> Excerpt
* START *

We knew all these solids had been combined with water, but could they be taken back apart? We experimented with how to separate our mixtures. We found a wire mesh screen was only able to separate the gravel and water mixture. We then found a coffee filter in a funnel was able to separate the diatomaceous earth and water mixture but not the salt and water mixture. We learned that a salt and water mixture is a special kind of mixture called a solution. A solution is a mixture where one material dissolves in another to form a transparent mixture that cannot be separated via filtration. Students realized that the water could be removed from the salt using evaporation, and Mr. Ellingson set up a demonstration evaporation dish to leave in the window for the week.
4th grade - Mr. Calubaquib, Ms. Washington
Our first science module is called “Solid Earth”. In this module, we are trying to understand the processes responsible for changing the surface of the earth over time. In this way, we are acting as geologists, scientists who study minerals, rocks, and landforms to understand how the earth has changed and continues to change over time.
We started our studies by thinking about the structure of the earth. We did this by making a model of the earth using Playdough. Scientists use models for many reasons. Students suggested models are useful for communicating and testing ideas. We decided they were also useful since they allow us to study things too large or too small to bring into the lab.
For our model of the earth, we started with a red ball of Playdough that represented the inner core of the earth. The inner core is extremely hot (5000-6000°C) and a solid due to the extreme pressure it is under. It is made of iron. Thus, it is a giant metal ball!
Next, we wrapped our red inner core with an orange layer representing the outer core. The outer core is slightly cooler (4000-5000°C), and it is a liquid. It is iron and nickel, but as a liquid, it flows around the solid inner core.
The outer core was wrapped with yellow Playdough representing the mantle. The mantle is the thickest layer of the Earth, and is what we refer to as magma (molten rock).
Outside the mantle, we added the earth's crust, modeled as brown Playdough. The crust is the layer we live on, a pleasant 22°C, and the thinnest layer of the earth.
We added green to represent the plants/trees on the continents, and blue to represent the oceans.
Last, we used dental floss to cut our model in half and see the layers in cross-section. We discussed what parts of our model accurately represented our system and what parts did not. We decided that this model shows the layers and attempted to show the depth of each layer. This model also emphasized the temperature changes using colors most of us associate with heat. However, our model did not represent the solid/liquid attributes of the layers or the fact that many of these layers are in constant movement due to convection currents.

* END *

> Provided material
* START *

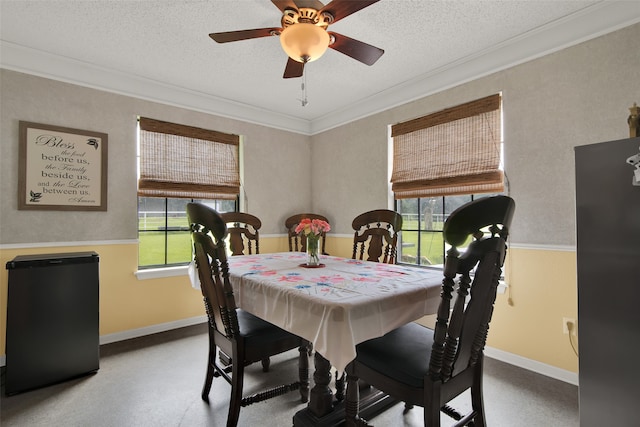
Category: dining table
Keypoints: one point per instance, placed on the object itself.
(335, 306)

* END *

> List of tasks
1. Translate this sentence from the science-class text above into Spanish: "The crust is the layer we live on, a pleasant 22°C, and the thinnest layer of the earth."
2. Write out, word for word, the stretch of the science-class text above from "Outside the mantle, we" through "to convection currents.".

> Problem solutions
1. La corteza es la capa en la que vivimos, con unos agradables 22 °C, y la capa más delgada de la tierra.

2.
Outside the mantle, we added the earth's crust, modeled as brown Playdough. The crust is the layer we live on, a pleasant 22°C, and the thinnest layer of the earth.
We added green to represent the plants/trees on the continents, and blue to represent the oceans.
Last, we used dental floss to cut our model in half and see the layers in cross-section. We discussed what parts of our model accurately represented our system and what parts did not. We decided that this model shows the layers and attempted to show the depth of each layer. This model also emphasized the temperature changes using colors most of us associate with heat. However, our model did not represent the solid/liquid attributes of the layers or the fact that many of these layers are in constant movement due to convection currents.